# [给定练习]
请把从含有“Can you see the tiled”的那一行起直到记录末尾的这一段（只限这一段）整理成两列 CSV，列名分别为“文本”和“答案”。每条记录占一行，每个字段都用引号括起来，字段内的换行改为空格，图片不要放进结果。

# [提取数据]
■ ■ ■

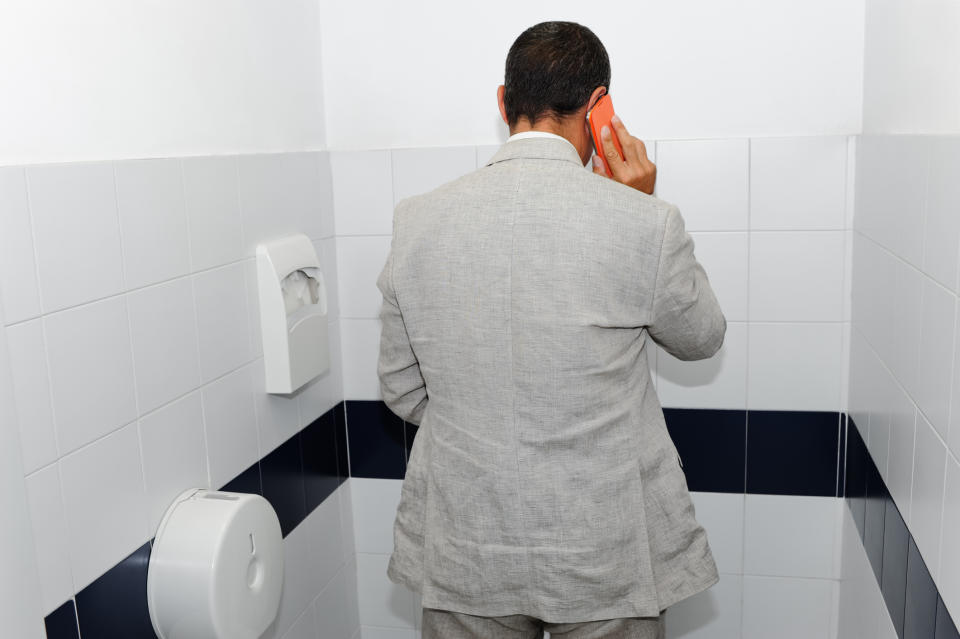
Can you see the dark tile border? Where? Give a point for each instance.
(377, 441)
(62, 622)
(295, 478)
(722, 451)
(793, 453)
(909, 593)
(115, 605)
(712, 445)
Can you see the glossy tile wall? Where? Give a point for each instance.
(905, 366)
(133, 328)
(771, 221)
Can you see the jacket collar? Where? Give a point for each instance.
(537, 149)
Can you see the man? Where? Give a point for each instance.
(543, 491)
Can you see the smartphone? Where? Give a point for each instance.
(599, 117)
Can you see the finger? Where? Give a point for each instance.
(610, 152)
(619, 127)
(598, 167)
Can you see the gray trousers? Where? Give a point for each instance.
(441, 624)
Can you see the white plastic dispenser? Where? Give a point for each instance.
(216, 568)
(293, 313)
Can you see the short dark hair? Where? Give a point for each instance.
(552, 69)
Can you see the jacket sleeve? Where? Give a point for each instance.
(686, 319)
(401, 382)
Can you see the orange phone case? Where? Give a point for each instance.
(599, 117)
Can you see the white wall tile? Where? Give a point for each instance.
(926, 508)
(891, 183)
(230, 425)
(935, 355)
(333, 607)
(899, 473)
(174, 454)
(851, 181)
(18, 267)
(359, 263)
(847, 303)
(222, 320)
(305, 627)
(327, 225)
(791, 536)
(163, 329)
(721, 515)
(707, 179)
(953, 434)
(211, 191)
(375, 503)
(362, 192)
(874, 277)
(361, 349)
(153, 221)
(798, 183)
(77, 233)
(485, 153)
(812, 379)
(417, 171)
(345, 493)
(50, 537)
(863, 363)
(381, 602)
(796, 276)
(373, 632)
(941, 233)
(326, 391)
(724, 256)
(253, 307)
(858, 586)
(324, 530)
(884, 395)
(31, 391)
(104, 503)
(949, 572)
(327, 252)
(301, 579)
(905, 309)
(878, 440)
(280, 194)
(91, 371)
(713, 614)
(786, 608)
(718, 382)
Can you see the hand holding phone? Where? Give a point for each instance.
(620, 156)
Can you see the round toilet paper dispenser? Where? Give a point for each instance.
(216, 568)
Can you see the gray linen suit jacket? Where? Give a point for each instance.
(519, 302)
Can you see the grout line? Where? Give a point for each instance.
(746, 426)
(132, 290)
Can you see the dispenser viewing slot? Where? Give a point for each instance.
(293, 313)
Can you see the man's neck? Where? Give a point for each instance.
(569, 128)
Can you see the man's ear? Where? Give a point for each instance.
(503, 109)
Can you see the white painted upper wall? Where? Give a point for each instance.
(108, 79)
(424, 73)
(912, 67)
(102, 79)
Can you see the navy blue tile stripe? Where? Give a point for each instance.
(728, 451)
(909, 593)
(295, 478)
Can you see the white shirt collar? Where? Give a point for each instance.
(526, 135)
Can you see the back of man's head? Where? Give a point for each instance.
(552, 69)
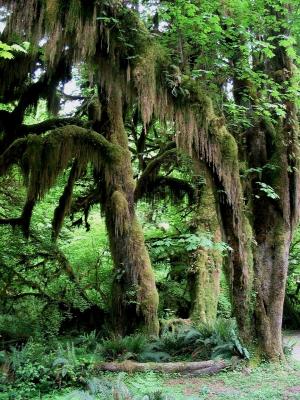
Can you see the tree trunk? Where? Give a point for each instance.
(194, 368)
(134, 296)
(206, 271)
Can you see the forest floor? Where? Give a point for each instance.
(266, 382)
(293, 337)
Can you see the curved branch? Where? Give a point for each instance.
(48, 125)
(161, 187)
(65, 201)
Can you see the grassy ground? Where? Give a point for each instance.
(264, 382)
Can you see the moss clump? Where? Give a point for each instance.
(121, 214)
(229, 147)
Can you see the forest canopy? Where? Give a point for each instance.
(149, 166)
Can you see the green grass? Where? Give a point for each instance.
(262, 383)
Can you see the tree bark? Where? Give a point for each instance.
(134, 296)
(195, 368)
(206, 271)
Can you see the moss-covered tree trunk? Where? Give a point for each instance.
(134, 295)
(206, 271)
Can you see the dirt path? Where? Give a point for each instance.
(291, 338)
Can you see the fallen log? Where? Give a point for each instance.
(194, 368)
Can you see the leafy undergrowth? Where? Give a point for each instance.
(267, 382)
(66, 369)
(262, 383)
(178, 342)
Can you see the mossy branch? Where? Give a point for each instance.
(64, 202)
(48, 125)
(162, 187)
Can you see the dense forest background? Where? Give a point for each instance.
(149, 167)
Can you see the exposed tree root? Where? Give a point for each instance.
(194, 368)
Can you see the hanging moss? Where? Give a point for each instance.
(120, 212)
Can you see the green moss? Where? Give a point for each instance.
(229, 147)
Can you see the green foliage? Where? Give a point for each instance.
(128, 347)
(8, 51)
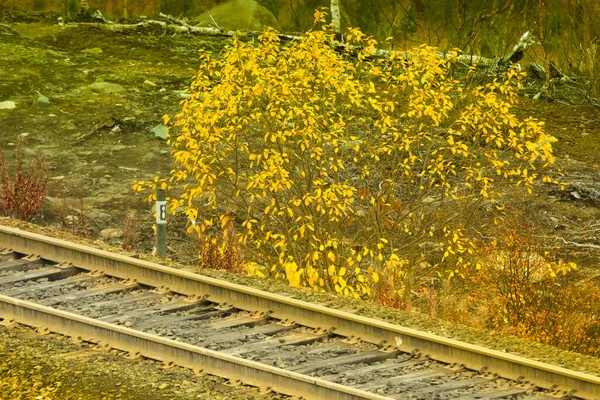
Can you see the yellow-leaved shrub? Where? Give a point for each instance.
(346, 171)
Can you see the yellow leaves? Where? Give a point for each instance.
(328, 166)
(331, 270)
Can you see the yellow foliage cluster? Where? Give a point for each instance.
(338, 165)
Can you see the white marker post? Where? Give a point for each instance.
(161, 222)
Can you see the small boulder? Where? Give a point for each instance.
(105, 88)
(239, 14)
(95, 50)
(7, 105)
(41, 101)
(149, 85)
(160, 132)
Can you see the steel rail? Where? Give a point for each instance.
(509, 366)
(182, 354)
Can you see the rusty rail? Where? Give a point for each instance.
(439, 348)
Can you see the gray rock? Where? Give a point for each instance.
(95, 50)
(111, 233)
(149, 85)
(104, 88)
(40, 100)
(7, 105)
(160, 132)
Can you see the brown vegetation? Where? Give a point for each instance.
(23, 193)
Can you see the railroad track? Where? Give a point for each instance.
(262, 339)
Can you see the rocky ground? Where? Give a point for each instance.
(102, 96)
(52, 367)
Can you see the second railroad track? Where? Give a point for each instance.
(259, 338)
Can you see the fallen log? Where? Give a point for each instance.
(178, 26)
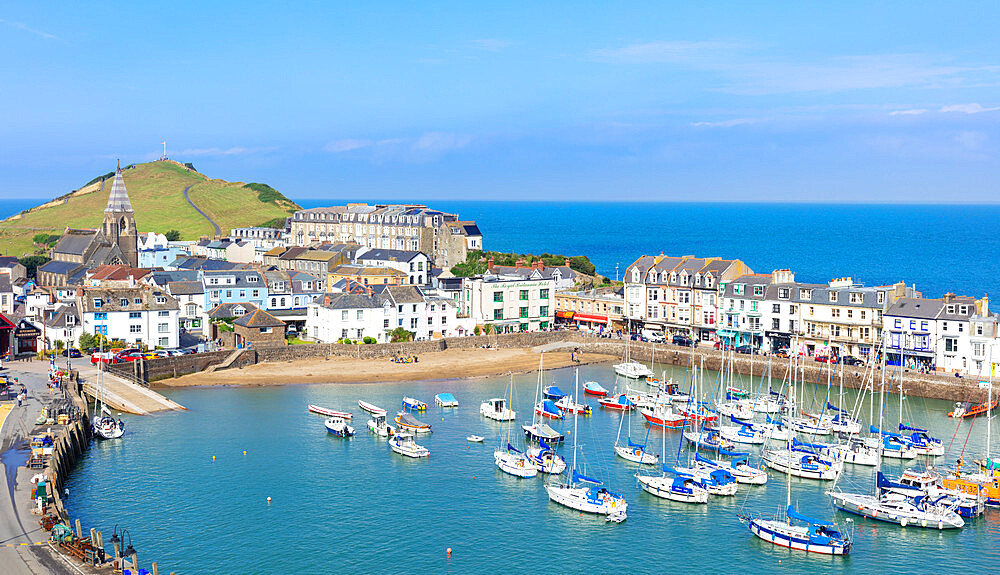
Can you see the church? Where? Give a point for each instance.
(79, 250)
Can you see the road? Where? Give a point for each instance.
(204, 215)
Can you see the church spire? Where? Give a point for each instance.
(118, 200)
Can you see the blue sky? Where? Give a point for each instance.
(865, 102)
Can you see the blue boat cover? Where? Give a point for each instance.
(796, 515)
(553, 391)
(549, 406)
(579, 477)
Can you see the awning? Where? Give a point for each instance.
(592, 318)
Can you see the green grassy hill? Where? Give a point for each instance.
(157, 193)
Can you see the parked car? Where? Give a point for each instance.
(682, 340)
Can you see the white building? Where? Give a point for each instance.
(509, 303)
(137, 315)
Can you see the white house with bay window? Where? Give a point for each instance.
(138, 315)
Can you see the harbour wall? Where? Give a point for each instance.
(914, 383)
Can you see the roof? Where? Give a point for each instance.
(118, 200)
(185, 288)
(390, 255)
(259, 318)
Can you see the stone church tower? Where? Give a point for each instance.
(119, 221)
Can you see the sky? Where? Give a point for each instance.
(624, 101)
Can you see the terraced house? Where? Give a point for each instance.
(442, 236)
(678, 294)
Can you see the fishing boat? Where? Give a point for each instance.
(404, 444)
(585, 493)
(445, 400)
(663, 416)
(553, 392)
(619, 402)
(338, 426)
(330, 412)
(379, 426)
(545, 459)
(414, 404)
(567, 404)
(969, 409)
(739, 468)
(370, 408)
(406, 421)
(548, 408)
(497, 409)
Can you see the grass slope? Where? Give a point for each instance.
(156, 190)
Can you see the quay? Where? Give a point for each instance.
(37, 536)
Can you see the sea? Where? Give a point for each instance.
(192, 489)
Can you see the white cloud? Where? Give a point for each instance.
(24, 27)
(727, 123)
(968, 108)
(491, 44)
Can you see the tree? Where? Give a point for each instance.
(399, 335)
(31, 264)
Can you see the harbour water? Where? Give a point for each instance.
(351, 505)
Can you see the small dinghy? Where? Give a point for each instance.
(553, 392)
(403, 444)
(329, 412)
(445, 400)
(338, 426)
(594, 388)
(414, 404)
(410, 423)
(371, 408)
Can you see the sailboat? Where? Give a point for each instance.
(508, 458)
(105, 426)
(585, 493)
(811, 535)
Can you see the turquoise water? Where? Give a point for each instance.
(351, 505)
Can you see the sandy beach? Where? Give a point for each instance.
(448, 364)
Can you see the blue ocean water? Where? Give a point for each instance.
(939, 248)
(351, 505)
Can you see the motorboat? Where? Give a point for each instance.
(567, 404)
(553, 392)
(330, 412)
(404, 444)
(414, 404)
(497, 409)
(379, 426)
(407, 422)
(338, 426)
(514, 462)
(547, 408)
(632, 369)
(445, 400)
(371, 408)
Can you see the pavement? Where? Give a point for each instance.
(24, 547)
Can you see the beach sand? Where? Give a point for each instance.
(448, 364)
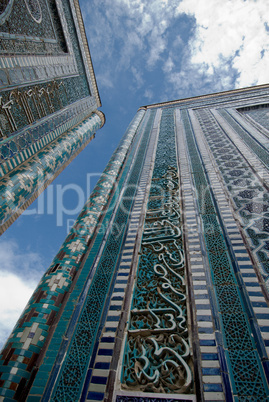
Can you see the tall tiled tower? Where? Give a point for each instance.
(48, 97)
(160, 290)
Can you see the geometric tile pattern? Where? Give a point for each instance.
(207, 348)
(157, 353)
(23, 348)
(19, 187)
(74, 368)
(106, 355)
(250, 197)
(23, 145)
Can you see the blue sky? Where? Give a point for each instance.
(143, 52)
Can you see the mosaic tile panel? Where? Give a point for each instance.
(254, 144)
(260, 115)
(238, 339)
(157, 354)
(17, 149)
(104, 361)
(41, 311)
(250, 198)
(208, 349)
(80, 347)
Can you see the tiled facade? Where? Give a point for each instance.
(47, 89)
(160, 290)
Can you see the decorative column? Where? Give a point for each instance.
(19, 188)
(23, 348)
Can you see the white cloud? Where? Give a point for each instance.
(19, 275)
(230, 33)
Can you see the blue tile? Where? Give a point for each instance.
(112, 329)
(206, 330)
(102, 365)
(113, 318)
(105, 352)
(96, 396)
(212, 388)
(209, 342)
(108, 339)
(115, 307)
(98, 380)
(255, 293)
(210, 356)
(204, 318)
(210, 371)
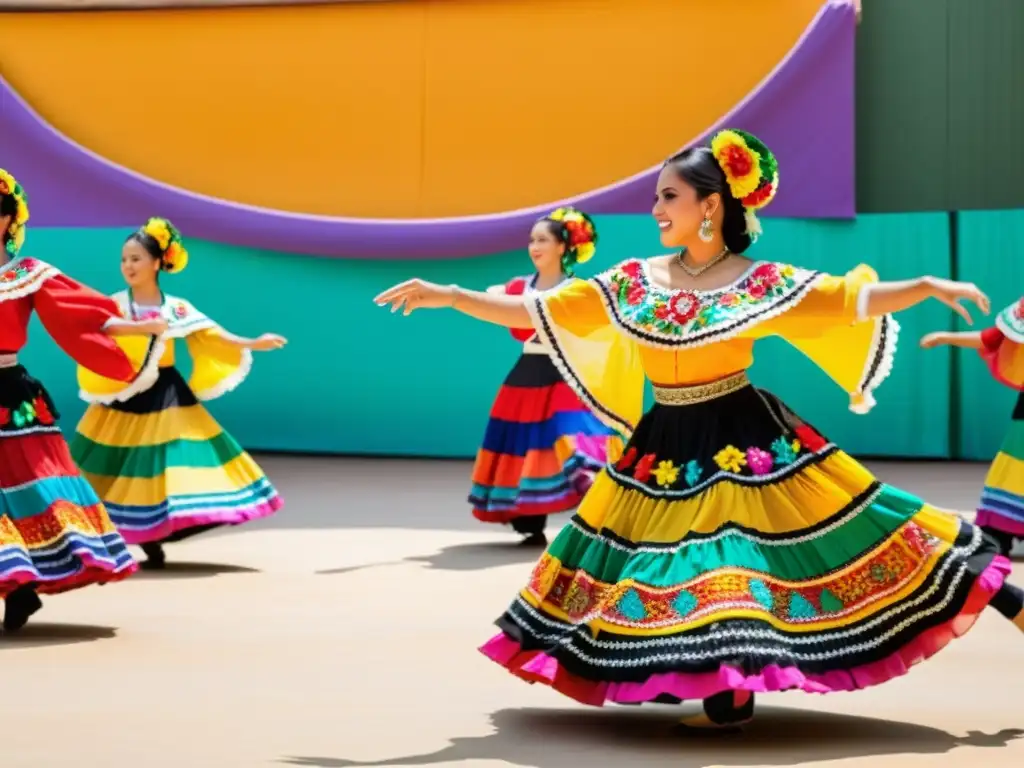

■ ■ ■

# [正确答案]
文本,答案
"Can you see the tiled facade? Where? Give a point for each instance.","(47, 89) (160, 290)"
"Can you see the decorative column? Where? Give a point for each instance.","(19, 188) (23, 348)"
"Can you see the white cloud? Where? Give a point for each instance.","(19, 275) (230, 33)"
"Can you see the blue tile? Where? Give a point for each instance.","(112, 329) (206, 330) (102, 365) (113, 318) (105, 352) (96, 396) (212, 388) (209, 342) (108, 339) (115, 307) (98, 380) (255, 293) (210, 356) (204, 318) (210, 371)"